*Instructions for the task*. Could you rewrite the entries below, swapping "sample" for "example" everywhere and keeping everything else the same? Leave the pictures out of your answer.

*Extracted material*.
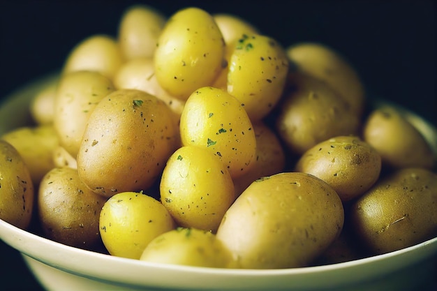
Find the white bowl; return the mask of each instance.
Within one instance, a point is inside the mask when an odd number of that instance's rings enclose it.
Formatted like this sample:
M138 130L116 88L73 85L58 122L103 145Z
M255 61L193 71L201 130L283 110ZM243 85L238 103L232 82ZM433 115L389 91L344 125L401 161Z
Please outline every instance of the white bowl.
M30 98L53 77L24 86L1 105L0 135L27 122ZM423 290L437 286L437 238L354 261L272 270L193 267L117 258L67 246L1 220L0 238L21 253L49 290Z

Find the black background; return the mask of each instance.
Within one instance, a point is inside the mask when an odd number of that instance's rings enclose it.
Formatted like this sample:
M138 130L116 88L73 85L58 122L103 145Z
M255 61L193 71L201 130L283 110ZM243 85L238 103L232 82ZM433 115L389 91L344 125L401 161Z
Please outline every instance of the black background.
M237 15L285 47L300 41L326 44L355 67L369 95L437 124L434 1L282 2L0 0L0 96L59 70L84 38L115 36L121 13L131 4L147 3L168 16L191 6ZM0 242L0 289L37 291L34 284L20 257Z

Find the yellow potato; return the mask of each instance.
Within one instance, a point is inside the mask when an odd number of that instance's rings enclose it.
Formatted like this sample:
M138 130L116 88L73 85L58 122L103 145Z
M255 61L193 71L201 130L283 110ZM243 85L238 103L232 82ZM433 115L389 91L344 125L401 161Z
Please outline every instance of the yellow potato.
M24 160L0 140L0 219L25 230L31 223L35 193Z

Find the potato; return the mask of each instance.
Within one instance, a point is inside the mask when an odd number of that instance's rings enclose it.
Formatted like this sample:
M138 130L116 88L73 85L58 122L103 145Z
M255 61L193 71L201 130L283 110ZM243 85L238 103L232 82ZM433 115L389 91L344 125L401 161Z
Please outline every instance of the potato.
M108 78L95 71L75 71L61 77L55 96L53 124L60 144L73 157L77 156L91 112L114 90Z
M24 160L12 144L0 140L0 219L27 229L34 199L34 183Z
M105 203L99 230L112 255L139 259L155 237L176 227L165 207L142 193L119 193Z
M53 124L17 128L6 133L1 139L18 151L34 186L38 186L43 177L54 167L52 154L59 145L59 139Z
M220 157L232 178L253 165L256 138L241 103L227 92L199 88L186 100L180 122L183 145L207 149Z
M390 105L370 113L364 125L363 139L379 153L385 167L431 169L435 165L436 158L424 137Z
M338 136L308 149L295 170L325 181L346 202L362 195L378 180L381 157L357 136Z
M213 233L192 227L159 235L146 246L140 260L213 268L227 267L231 260L230 253Z
M275 129L292 153L302 155L336 136L358 135L360 117L326 83L292 73L290 85L278 106Z
M234 202L234 184L218 156L182 147L170 157L161 179L161 201L182 226L216 231Z
M337 238L344 222L340 197L309 174L282 172L252 183L217 230L243 269L308 265Z
M225 43L212 16L202 9L178 10L167 21L154 56L162 87L182 100L210 86L222 68Z
M62 68L62 74L77 70L91 70L112 80L124 61L114 37L105 34L92 35L71 50Z
M286 49L291 67L325 82L361 116L364 87L358 73L339 52L317 43L298 43Z
M43 235L87 250L101 246L100 211L106 198L92 192L71 167L55 167L41 180L38 218Z
M372 254L399 250L437 236L437 175L399 169L378 181L351 208L351 225Z
M228 92L242 104L251 120L261 120L279 102L288 73L284 49L271 37L244 35L230 56Z
M129 6L121 15L117 35L124 59L152 57L165 23L164 15L151 6Z
M176 147L170 108L135 89L117 90L91 113L77 154L80 179L95 193L150 187Z

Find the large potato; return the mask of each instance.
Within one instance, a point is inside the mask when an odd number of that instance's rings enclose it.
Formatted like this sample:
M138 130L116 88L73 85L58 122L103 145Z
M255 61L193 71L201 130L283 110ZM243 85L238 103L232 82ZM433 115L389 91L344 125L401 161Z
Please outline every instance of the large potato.
M308 265L343 228L337 193L321 179L283 172L257 180L237 198L217 230L236 267Z
M34 197L34 184L24 160L12 144L0 140L0 218L27 228Z

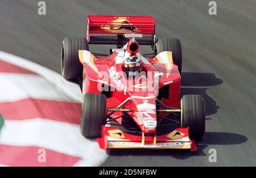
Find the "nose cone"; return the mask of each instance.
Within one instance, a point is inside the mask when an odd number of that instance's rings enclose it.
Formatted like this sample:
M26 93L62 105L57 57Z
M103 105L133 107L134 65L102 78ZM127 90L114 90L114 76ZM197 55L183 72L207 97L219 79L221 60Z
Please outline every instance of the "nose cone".
M144 133L154 133L156 132L157 125L155 98L142 101L142 104L137 104L137 107L142 122L142 132Z

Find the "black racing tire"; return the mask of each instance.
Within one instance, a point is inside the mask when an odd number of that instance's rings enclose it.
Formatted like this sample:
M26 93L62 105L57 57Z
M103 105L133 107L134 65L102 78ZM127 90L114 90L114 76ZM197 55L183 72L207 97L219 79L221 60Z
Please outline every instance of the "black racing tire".
M79 61L79 50L89 50L88 43L85 37L66 37L63 40L61 53L61 71L68 80L77 82L82 78L82 65Z
M189 137L200 139L205 130L205 106L201 95L184 95L180 101L181 128L189 126Z
M179 39L171 38L159 38L155 44L157 54L164 51L171 51L172 60L181 74L182 69L182 52L181 44Z
M80 128L85 137L101 137L101 126L106 122L106 96L102 94L84 95Z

*Solution for this exercise*.
Find the white bowl; return the mask of each instance.
Within one instance, a point is inside the mask when an odd number of that instance's rings enclose it.
Formatted like this example:
M138 130L116 88L73 85L58 122L103 145Z
M255 61L193 71L201 130L283 110ZM243 85L238 103L232 82ZM433 115L389 91L344 125L401 161Z
Please outline every instance of the white bowl.
M30 98L53 77L24 86L1 105L0 135L27 122ZM423 290L437 286L437 238L354 261L272 270L193 267L117 258L67 246L1 220L0 238L21 253L49 290Z

Find the black background; return the mask of each instance.
Within one instance, a point is inside the mask when an odd number of that instance's rings enclose it.
Formatted like this example:
M138 130L116 88L73 85L58 122L103 145Z
M255 61L193 71L201 130L283 110ZM243 85L238 103L232 82ZM433 115L389 91L344 125L401 161Z
Please outline every instance of the black background.
M237 15L285 47L300 41L326 44L355 67L369 95L437 124L434 1L282 2L0 0L0 96L59 70L84 38L115 36L121 13L131 4L147 3L168 16L191 6ZM0 242L0 289L37 291L34 284L20 257Z

Find the yellow potato; return the mask of each instance.
Within one instance, a point is inside the mask when an odd number of that instance's rings enclose it.
Formatted like this example:
M138 130L116 88L73 85L58 122L103 145Z
M255 61L193 71L201 130L283 110ZM243 85L238 103L232 82ZM433 115L389 91L344 125L401 161Z
Please outline every instance of the yellow potato.
M24 160L0 140L0 219L25 230L31 223L35 193Z

Find the potato; return the mask of each instance.
Within one instance, a point is inside the mask when an odd number of that instance's rings enclose it.
Formatted like this example:
M138 130L116 88L73 85L58 122L103 145Z
M255 61L193 71L201 130L283 110ZM243 85L238 103L232 82ZM433 115L389 91L344 125L401 161Z
Please outline every instance of the potato.
M108 78L95 71L75 71L61 77L55 96L53 124L60 144L73 157L77 156L91 112L114 90Z
M24 160L12 144L0 140L0 219L27 229L34 199L34 183Z
M105 203L99 230L112 255L139 259L155 237L176 227L165 207L142 193L119 193Z
M53 124L17 128L6 133L1 139L18 151L34 186L38 186L43 177L54 167L52 154L59 145L59 139Z
M220 157L232 178L253 165L256 138L241 103L227 92L199 88L186 100L180 122L183 145L207 149Z
M390 105L370 113L364 125L363 139L379 153L385 167L431 169L435 165L436 158L424 137Z
M338 136L308 149L295 170L325 181L346 202L362 195L378 180L381 157L357 136Z
M213 233L192 227L159 235L146 246L140 260L213 268L227 267L231 260L230 253Z
M275 129L292 153L302 155L336 136L358 135L360 117L326 83L292 73L290 85L278 106Z
M234 202L234 184L218 156L182 147L170 157L161 179L161 201L182 226L216 231Z
M337 238L344 222L340 197L309 174L282 172L252 183L217 230L243 269L308 265Z
M225 43L212 16L202 9L178 10L167 21L154 56L162 87L182 100L210 86L222 68Z
M62 68L62 74L77 70L91 70L112 80L124 61L114 37L105 34L92 35L71 50Z
M286 49L291 67L325 82L361 116L364 87L358 73L339 52L317 43L298 43Z
M43 235L87 250L101 246L100 211L106 198L92 192L71 167L55 167L41 180L38 218Z
M372 254L399 250L437 236L437 175L399 169L378 181L351 208L351 225Z
M228 92L242 104L251 120L261 120L279 102L288 73L284 49L271 37L244 35L230 56Z
M129 6L121 15L117 35L124 59L152 57L165 23L164 15L151 6Z
M176 147L170 108L135 89L117 90L91 113L77 154L80 179L95 193L150 187Z

Find the large potato; return the mask of each instance.
Within one instance, a point is inside the mask when an odd number of that instance's rings enclose it.
Formatted like this example:
M138 130L116 88L73 85L58 122L103 145Z
M255 61L193 71L201 130L283 110ZM243 85L238 103L232 82ZM433 115L389 91L344 125L401 161Z
Please outline every instance of the large potato.
M308 265L343 228L337 193L321 179L283 172L257 180L237 198L217 230L236 267Z
M34 197L34 184L24 160L12 144L0 140L0 218L27 228Z

Find the "nose cone"; return the mask of each instance.
Within one instance, a point is inside the mask when an odd number of that instance's rings enclose it.
Formatted like this example:
M26 93L62 105L57 57Z
M103 105L133 107L134 65L102 78ZM127 90L114 90L114 76ZM197 55L183 72L207 97L219 79L221 60Z
Please outline every instance of the "nose cone".
M144 133L154 133L156 132L157 125L155 98L142 101L142 104L137 104L137 107L142 122L142 132Z

Find the "black racing tire"; return the mask of each instance.
Within one instance, a point is inside the mask when an odd number of that instance's rings enclose it.
Formatted like this example:
M26 93L62 105L57 57Z
M103 105L133 107L134 65L102 78ZM127 90L114 90L114 76ZM197 55L183 72L207 97L219 79L221 60Z
Please outline every instance of the "black racing tire".
M79 61L79 50L89 50L88 43L85 37L66 37L63 40L61 53L61 71L68 80L77 82L82 78L82 65Z
M189 137L200 139L205 130L205 106L201 95L184 95L180 101L181 128L189 126Z
M179 39L171 38L159 38L155 44L157 54L164 51L171 51L172 60L181 74L182 69L182 52L181 44Z
M80 128L85 137L101 137L101 126L106 122L106 96L102 94L84 95Z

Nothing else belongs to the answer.